(Referring expression data)
== Segment start ==

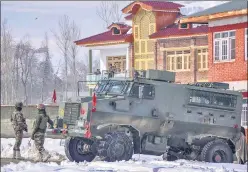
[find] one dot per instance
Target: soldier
(19, 124)
(39, 131)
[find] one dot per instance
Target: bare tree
(109, 11)
(47, 69)
(7, 64)
(25, 54)
(75, 35)
(63, 40)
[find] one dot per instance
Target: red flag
(94, 103)
(54, 96)
(94, 100)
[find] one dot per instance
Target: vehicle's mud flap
(242, 149)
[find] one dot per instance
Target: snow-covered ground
(142, 163)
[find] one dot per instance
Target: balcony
(92, 79)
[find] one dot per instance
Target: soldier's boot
(39, 158)
(14, 154)
(18, 155)
(45, 158)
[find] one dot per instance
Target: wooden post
(90, 66)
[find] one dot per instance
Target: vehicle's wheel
(217, 151)
(116, 146)
(76, 150)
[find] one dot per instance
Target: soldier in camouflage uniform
(19, 124)
(39, 131)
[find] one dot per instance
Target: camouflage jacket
(18, 121)
(40, 124)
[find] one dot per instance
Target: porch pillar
(90, 66)
(193, 57)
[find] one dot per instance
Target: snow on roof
(152, 5)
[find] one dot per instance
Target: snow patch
(139, 163)
(28, 151)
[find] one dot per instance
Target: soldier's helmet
(19, 105)
(41, 107)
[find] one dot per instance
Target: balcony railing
(92, 78)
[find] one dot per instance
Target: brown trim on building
(206, 18)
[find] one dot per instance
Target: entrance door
(119, 62)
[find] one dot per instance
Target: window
(212, 99)
(116, 31)
(148, 91)
(183, 26)
(136, 32)
(151, 28)
(246, 40)
(177, 60)
(202, 59)
(244, 117)
(224, 46)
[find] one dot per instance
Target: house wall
(164, 19)
(183, 43)
(227, 21)
(231, 71)
(117, 50)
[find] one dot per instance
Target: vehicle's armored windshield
(111, 87)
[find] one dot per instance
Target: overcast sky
(21, 17)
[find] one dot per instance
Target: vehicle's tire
(73, 150)
(217, 151)
(116, 146)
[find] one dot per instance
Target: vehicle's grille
(71, 113)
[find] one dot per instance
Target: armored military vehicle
(151, 114)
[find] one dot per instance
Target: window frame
(246, 44)
(116, 29)
(220, 41)
(201, 59)
(136, 32)
(173, 59)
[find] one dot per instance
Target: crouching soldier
(39, 131)
(19, 125)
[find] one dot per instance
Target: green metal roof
(229, 6)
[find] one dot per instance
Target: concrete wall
(29, 113)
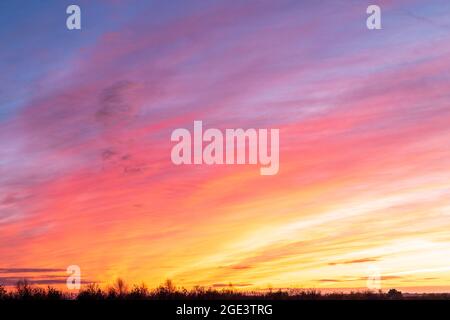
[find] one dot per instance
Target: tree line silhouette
(168, 291)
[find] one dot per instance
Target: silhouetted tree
(394, 294)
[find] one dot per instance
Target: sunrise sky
(364, 116)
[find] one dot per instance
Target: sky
(86, 117)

== Segment end ==

From the line containing "Target: tree line silhouette" to the final line of the data above, transcribe every line exactly and nothing more.

● **Exercise output**:
Target: tree line silhouette
(168, 291)
[find] one dot per instance
Target: silhouetted tree
(394, 294)
[find] one dot per instance
Target: sunrise sky
(364, 116)
[find] one dot per instance
Target: sky
(86, 117)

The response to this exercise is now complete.